M: All my work is about the human under a technological totality. Technology has expanded to all realms of the human including its body and its subjectivity. An extraordinary recent book by Franco Berardi published by MIT Press explains it wonderfully.

 And technology is today driven in a very significant way by digitalization, which is redefining all aspects of society. We are heading towards a cyborgian universe that questions the nature of the human.

 Allow me to go back to the values of progress, reason, economy, technology, and humanism that I mentioned before as the underpinnings of traditional photography. Where do these values stand today?

Well, starting with progress I think nobody believes that it is humanity’s destiny anymore. We know civil rights are under threat, precarity seems to be the future of labor relations and climate change is threatening our existence. Progress might be one of our future possibilities, but dystopia also belongs to the realm of our imaginary.

 Reason has also proven to be a complex and ideologically charged concept. Exploitation, wars, colonialism and the Holocaust were led by the most advanced “rational” societies.

INFORMATION PROVIDED
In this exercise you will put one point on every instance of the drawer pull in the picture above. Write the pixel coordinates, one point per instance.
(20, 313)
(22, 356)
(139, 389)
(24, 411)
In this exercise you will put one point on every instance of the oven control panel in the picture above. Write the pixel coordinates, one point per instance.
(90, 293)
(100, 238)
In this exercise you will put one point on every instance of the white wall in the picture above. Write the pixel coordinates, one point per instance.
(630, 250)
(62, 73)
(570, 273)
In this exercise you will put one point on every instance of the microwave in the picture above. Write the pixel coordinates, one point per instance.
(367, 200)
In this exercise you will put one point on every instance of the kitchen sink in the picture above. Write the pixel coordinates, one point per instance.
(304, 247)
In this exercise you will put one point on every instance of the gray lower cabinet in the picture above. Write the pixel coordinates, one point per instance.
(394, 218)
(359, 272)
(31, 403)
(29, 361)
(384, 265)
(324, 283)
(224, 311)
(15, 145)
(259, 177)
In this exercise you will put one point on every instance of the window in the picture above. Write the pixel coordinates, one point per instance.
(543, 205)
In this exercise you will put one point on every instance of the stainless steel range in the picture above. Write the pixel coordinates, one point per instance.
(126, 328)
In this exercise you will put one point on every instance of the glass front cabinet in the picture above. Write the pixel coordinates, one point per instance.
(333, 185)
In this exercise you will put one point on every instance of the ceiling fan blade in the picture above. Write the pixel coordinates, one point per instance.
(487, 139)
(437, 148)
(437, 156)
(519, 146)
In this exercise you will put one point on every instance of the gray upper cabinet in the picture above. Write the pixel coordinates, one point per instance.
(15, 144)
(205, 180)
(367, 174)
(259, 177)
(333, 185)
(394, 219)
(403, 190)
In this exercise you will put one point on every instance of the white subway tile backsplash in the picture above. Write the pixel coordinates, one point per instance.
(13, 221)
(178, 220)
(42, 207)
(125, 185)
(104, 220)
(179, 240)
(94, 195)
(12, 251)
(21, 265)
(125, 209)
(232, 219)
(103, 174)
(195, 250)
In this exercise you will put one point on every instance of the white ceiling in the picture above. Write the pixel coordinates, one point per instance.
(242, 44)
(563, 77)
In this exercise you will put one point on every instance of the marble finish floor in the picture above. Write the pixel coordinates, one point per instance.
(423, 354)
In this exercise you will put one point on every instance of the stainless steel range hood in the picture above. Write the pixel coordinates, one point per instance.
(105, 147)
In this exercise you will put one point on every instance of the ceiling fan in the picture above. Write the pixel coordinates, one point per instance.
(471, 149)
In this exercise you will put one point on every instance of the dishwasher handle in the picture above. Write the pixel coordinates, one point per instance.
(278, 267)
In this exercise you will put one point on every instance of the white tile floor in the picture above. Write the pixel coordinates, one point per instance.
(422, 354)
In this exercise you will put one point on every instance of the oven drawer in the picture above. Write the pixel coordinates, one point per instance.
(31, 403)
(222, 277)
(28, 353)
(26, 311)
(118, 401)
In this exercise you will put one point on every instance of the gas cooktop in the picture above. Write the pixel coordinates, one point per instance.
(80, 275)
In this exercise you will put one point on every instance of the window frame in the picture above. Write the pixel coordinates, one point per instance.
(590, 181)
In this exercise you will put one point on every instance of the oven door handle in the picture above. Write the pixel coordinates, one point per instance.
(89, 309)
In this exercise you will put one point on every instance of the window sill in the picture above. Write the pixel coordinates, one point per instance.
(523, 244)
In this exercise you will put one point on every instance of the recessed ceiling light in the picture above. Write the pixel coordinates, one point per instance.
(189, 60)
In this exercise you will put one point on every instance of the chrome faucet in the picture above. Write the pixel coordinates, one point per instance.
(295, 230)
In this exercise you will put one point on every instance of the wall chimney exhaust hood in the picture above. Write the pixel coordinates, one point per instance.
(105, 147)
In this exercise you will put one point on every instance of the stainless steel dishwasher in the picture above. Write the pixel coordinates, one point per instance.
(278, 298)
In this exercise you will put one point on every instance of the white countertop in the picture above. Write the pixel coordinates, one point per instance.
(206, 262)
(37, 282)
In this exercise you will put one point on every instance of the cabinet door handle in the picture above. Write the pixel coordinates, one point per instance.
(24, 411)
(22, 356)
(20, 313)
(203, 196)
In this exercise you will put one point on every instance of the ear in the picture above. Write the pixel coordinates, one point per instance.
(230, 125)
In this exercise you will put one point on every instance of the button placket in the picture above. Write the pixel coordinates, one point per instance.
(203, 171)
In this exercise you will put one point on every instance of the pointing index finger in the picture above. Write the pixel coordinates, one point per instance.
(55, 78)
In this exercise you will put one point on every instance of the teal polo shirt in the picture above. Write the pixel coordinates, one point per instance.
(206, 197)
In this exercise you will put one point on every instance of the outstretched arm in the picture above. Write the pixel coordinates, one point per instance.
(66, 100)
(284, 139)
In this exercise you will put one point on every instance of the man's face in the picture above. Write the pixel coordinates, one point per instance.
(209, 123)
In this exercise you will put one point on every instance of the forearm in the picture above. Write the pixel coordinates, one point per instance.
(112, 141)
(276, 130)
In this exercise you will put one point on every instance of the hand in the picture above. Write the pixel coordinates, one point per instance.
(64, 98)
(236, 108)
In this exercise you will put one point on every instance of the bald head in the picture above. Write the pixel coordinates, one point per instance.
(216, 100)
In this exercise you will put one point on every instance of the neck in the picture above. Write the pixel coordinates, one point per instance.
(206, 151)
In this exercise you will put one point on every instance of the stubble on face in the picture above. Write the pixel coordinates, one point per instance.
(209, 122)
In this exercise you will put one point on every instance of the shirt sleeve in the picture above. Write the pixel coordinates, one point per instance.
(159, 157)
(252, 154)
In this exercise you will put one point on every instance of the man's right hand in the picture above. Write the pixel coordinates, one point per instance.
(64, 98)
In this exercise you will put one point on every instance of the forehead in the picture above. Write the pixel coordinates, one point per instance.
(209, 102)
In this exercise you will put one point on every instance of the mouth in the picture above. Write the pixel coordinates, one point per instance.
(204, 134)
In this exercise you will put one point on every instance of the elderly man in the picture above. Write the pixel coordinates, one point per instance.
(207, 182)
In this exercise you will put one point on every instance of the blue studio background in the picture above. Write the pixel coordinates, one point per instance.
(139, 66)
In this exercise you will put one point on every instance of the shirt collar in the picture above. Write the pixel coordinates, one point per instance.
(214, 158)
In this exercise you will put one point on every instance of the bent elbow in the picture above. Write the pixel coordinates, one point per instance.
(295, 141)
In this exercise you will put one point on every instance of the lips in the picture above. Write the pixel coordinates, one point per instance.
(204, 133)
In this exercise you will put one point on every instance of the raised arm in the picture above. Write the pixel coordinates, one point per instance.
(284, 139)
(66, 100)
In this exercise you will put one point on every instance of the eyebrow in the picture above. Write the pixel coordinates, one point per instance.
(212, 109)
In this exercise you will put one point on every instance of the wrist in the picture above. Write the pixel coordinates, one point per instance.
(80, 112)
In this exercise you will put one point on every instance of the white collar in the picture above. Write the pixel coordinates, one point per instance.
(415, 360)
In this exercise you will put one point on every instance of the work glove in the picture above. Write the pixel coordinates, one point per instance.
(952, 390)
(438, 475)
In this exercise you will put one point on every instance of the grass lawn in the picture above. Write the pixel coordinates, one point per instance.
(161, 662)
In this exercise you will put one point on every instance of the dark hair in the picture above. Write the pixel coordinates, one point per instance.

ACTIVITY
Reproduce word for word the portion of the interview excerpt above between "Allow me to" and "values stand today?", inclusive.

OUTPUT FOR THIS TASK
Allow me to go back to the values of progress, reason, economy, technology, and humanism that I mentioned before as the underpinnings of traditional photography. Where do these values stand today?